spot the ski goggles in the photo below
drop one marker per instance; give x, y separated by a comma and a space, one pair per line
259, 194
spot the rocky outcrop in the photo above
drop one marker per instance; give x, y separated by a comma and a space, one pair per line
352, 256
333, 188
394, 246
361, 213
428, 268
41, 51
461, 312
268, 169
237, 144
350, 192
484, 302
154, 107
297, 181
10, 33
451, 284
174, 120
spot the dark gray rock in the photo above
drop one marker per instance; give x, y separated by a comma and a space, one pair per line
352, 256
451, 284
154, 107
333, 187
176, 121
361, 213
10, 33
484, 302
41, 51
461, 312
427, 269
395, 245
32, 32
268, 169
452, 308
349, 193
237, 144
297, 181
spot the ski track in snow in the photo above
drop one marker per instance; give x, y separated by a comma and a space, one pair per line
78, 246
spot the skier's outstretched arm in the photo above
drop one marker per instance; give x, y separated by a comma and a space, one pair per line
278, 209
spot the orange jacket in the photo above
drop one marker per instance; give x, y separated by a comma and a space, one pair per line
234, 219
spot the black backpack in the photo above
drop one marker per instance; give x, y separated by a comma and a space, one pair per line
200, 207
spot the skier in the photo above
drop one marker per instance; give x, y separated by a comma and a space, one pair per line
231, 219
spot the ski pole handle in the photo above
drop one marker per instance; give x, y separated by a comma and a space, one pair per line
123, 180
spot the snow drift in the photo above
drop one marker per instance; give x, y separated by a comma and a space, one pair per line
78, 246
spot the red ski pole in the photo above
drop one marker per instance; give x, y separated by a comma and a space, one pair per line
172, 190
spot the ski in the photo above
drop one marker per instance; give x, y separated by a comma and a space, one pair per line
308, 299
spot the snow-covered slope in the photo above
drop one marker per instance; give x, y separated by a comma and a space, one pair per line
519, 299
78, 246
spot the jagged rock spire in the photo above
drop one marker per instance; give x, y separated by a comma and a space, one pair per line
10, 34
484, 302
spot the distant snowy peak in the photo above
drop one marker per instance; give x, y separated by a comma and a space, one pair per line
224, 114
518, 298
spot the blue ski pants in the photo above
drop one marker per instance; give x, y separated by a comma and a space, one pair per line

EXERCISE DETAILS:
Reproduce all of the material above word for word, keeping every line in its original order.

WRITTEN SOLUTION:
spot the ski goggles in the photo below
drop one marker per instance; give x, y separated by a comma and a space, one pair per line
259, 194
spot the rocky outcrop in the photo above
drop one marker per instance; give x, y separated by a comma and a space, one pair per line
352, 256
333, 188
394, 246
361, 213
428, 268
41, 51
461, 312
268, 169
237, 144
350, 192
484, 302
154, 107
297, 181
10, 33
451, 284
174, 120
spot the dark gray rock in the photo above
drop one marker per instance; give x, y separated by a comma and a space, one pair per line
352, 256
451, 284
154, 107
333, 187
176, 121
361, 213
10, 33
484, 302
41, 51
461, 312
427, 269
395, 245
32, 32
268, 169
452, 308
349, 193
237, 144
297, 181
spot the ski track in snow in the photo above
drop one marker per instance; give x, y separated by a comma and a space, one pair per line
78, 246
spot the skier's outstretched arm in the photo above
drop one marker per instance; give x, y separated by a comma and a space, one pair per line
278, 209
spot the orange jacket in the photo above
drop one marker per instance; give x, y separated by a comma and a space, one pair per line
234, 219
spot the black backpack in the photo above
drop one marker per instance; give x, y separated by a comma and a space, one pair per line
200, 207
spot the skier in the photo above
drop one marker per instance; give x, y separated by a comma and a space, one pair per line
231, 219
spot the ski pole handle in the photo above
drop one marker per instance; give x, y separated by a comma and a space, one pair per line
123, 180
spot the snow drift in the photo above
drop one marker per instance; give x, y separated by a comma and a space, one pair per line
78, 246
spot the red ski pole in the photo above
drop one marker per instance; give x, y separated by a comma and a space, one pair per line
172, 190
spot the ski in the photo above
drop one marker per instance; give x, y separated by a comma and a space, one pair per line
308, 299
spot the snow-covered slope in the photo above
drop one marker per instance; give x, y separated by a comma and a space, one pair per line
519, 299
78, 246
spot the jagged rock spire in the photo above
drop one marker per instance; give x, y separated by a comma and a space, one pair per line
10, 34
484, 302
spot the distant snowy peak in the photo above
drop one marker per instance; give x, y separated by a comma and a space, one pair per line
224, 114
518, 298
spot the blue ski pants in the photo above
drop one marker per instance; give x, y separated by a comma and a space, one pair per line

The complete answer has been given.